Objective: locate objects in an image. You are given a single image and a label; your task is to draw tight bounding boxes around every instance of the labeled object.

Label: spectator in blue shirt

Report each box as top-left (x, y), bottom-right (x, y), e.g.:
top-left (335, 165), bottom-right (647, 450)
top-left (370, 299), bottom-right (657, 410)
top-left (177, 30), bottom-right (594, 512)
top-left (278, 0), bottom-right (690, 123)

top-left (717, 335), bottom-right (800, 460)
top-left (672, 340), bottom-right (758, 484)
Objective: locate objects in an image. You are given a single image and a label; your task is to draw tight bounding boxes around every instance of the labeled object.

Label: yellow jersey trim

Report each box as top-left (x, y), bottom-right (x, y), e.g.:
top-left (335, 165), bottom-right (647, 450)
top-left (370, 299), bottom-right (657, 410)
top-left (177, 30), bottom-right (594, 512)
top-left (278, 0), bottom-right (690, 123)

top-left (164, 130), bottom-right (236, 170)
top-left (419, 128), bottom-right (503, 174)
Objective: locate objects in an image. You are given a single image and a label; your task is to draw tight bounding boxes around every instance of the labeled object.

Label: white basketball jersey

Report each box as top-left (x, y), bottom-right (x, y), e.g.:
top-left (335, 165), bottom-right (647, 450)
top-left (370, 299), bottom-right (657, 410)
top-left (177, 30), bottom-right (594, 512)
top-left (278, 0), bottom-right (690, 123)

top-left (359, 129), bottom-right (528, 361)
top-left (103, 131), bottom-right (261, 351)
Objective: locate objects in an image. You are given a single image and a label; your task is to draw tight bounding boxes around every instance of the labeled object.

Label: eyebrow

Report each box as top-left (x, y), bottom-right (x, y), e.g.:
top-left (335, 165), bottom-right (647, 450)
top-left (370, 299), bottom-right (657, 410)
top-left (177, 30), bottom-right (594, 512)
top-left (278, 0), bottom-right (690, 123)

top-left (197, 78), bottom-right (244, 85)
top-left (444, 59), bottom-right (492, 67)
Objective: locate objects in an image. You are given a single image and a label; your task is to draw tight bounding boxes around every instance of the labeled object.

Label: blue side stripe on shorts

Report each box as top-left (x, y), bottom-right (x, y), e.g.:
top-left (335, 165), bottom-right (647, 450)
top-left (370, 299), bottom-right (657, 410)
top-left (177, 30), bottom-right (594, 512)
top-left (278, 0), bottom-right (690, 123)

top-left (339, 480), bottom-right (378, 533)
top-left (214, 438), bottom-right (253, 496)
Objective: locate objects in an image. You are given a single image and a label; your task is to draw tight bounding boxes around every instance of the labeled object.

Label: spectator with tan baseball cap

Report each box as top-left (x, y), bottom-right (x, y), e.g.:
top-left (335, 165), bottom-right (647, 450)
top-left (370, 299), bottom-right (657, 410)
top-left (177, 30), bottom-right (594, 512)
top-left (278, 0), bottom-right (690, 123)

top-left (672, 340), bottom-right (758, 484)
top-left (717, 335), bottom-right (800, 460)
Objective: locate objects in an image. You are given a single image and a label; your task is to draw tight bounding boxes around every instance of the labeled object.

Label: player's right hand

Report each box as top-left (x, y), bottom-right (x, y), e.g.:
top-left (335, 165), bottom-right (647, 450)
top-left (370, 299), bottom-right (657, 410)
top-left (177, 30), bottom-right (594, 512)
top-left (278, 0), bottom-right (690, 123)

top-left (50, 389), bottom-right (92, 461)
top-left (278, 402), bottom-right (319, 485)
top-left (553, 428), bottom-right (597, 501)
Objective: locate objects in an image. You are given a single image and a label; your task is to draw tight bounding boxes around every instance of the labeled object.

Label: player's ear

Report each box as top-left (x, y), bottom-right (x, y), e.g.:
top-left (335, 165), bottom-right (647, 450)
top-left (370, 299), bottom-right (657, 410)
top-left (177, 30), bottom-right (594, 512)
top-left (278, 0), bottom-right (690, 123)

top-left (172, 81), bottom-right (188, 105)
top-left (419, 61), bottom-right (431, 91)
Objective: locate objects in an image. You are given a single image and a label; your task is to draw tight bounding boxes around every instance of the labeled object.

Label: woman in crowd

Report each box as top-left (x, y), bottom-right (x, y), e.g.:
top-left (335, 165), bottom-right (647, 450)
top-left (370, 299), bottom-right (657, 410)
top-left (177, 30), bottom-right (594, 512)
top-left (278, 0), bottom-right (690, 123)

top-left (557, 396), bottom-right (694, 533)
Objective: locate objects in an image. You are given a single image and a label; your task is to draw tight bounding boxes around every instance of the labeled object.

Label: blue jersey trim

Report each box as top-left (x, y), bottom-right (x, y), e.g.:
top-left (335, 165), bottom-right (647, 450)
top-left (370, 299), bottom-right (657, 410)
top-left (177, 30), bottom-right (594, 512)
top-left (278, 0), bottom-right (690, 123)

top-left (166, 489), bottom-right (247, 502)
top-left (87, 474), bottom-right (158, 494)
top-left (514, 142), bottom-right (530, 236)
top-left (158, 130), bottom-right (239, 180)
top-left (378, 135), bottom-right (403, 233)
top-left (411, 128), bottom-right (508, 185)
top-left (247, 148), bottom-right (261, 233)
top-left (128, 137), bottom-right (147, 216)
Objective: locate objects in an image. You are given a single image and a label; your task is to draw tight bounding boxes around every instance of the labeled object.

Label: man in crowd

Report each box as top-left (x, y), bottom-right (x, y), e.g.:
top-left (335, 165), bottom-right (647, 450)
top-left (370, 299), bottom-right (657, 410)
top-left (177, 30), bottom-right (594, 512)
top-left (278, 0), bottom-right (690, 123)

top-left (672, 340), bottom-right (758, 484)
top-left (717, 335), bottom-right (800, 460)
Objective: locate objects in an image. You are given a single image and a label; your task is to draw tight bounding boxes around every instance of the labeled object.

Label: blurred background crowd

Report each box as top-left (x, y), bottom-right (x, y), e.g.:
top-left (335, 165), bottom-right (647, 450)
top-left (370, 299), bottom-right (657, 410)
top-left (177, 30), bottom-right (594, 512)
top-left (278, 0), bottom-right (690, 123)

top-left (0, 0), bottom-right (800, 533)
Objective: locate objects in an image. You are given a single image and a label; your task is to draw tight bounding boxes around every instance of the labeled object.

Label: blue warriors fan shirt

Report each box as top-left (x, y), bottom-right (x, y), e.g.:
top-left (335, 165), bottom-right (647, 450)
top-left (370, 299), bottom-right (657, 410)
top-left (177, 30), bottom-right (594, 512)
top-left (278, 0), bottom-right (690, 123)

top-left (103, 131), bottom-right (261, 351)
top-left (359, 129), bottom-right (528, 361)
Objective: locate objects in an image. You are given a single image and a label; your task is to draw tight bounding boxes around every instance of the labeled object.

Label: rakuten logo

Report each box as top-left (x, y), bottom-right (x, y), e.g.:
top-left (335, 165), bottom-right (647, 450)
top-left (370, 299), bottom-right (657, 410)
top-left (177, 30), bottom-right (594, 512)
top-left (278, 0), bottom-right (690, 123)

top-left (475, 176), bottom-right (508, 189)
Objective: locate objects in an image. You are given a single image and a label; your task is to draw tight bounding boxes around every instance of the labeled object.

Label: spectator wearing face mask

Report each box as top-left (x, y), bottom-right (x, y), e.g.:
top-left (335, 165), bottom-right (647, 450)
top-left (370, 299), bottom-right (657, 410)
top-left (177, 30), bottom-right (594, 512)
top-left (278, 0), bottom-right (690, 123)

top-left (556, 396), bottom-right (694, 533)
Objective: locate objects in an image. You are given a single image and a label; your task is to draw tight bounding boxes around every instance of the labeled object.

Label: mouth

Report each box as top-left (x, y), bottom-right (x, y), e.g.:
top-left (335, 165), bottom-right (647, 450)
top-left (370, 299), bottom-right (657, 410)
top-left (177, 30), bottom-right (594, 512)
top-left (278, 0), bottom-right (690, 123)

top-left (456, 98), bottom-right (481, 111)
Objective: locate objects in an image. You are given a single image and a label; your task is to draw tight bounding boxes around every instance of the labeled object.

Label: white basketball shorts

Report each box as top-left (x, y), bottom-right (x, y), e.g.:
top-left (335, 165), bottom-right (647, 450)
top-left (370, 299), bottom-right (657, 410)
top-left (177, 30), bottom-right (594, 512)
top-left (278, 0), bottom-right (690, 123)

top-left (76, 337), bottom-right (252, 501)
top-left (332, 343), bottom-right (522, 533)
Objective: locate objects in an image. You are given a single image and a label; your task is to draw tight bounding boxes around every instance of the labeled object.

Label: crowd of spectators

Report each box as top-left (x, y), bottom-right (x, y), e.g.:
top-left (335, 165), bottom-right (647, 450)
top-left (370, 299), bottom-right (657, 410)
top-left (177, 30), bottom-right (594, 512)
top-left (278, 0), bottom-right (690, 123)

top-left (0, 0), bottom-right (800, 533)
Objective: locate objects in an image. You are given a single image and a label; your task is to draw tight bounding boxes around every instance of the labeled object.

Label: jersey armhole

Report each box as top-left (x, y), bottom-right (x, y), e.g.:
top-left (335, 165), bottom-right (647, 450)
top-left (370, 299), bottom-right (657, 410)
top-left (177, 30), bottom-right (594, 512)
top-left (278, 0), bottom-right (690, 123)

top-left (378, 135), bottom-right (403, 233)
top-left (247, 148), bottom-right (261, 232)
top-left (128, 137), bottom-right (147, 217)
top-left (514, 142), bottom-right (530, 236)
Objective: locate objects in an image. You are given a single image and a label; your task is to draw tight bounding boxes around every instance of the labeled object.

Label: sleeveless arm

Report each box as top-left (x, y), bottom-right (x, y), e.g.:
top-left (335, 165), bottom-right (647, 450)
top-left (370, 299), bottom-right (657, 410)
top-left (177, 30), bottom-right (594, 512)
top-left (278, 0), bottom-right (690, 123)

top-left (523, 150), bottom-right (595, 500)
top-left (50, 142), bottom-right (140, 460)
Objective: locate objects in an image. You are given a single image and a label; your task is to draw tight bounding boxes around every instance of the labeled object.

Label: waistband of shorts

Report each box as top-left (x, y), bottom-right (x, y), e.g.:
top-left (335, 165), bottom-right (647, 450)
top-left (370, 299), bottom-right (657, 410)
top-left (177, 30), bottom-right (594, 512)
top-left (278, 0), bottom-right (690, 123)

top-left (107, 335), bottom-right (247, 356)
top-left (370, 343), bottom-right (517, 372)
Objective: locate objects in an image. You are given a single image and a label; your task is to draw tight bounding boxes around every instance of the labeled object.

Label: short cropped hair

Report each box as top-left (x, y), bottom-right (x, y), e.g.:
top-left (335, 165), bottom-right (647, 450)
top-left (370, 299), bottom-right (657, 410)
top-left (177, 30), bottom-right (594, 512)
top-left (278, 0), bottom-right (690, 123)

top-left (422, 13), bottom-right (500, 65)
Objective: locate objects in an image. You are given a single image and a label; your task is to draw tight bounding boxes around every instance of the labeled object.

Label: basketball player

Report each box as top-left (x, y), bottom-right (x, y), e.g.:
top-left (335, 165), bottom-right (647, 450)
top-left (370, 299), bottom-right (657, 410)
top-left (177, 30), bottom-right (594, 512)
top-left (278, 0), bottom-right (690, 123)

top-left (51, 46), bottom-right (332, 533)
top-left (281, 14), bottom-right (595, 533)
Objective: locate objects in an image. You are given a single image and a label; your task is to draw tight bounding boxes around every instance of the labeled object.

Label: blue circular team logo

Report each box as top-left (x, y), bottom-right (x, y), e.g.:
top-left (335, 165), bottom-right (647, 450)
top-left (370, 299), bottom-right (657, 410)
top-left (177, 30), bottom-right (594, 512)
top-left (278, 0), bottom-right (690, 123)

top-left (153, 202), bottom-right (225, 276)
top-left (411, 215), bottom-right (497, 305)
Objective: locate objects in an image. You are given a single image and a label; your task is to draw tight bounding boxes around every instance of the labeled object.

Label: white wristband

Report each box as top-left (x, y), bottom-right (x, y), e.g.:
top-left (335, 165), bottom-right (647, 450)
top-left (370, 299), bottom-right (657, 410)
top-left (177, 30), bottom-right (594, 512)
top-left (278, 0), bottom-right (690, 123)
──────────────────────────────
▶ _Brief_
Copy out the items word for word, starting at the first line and stopping after the line containing "Label: spectator in blue shirt".

▶ _Output_
Objective: locate objects in an image. You are given a single image and a label; your task is to draw tight bounding boxes around every instance of the labeled object.

Label: spectator in blue shirt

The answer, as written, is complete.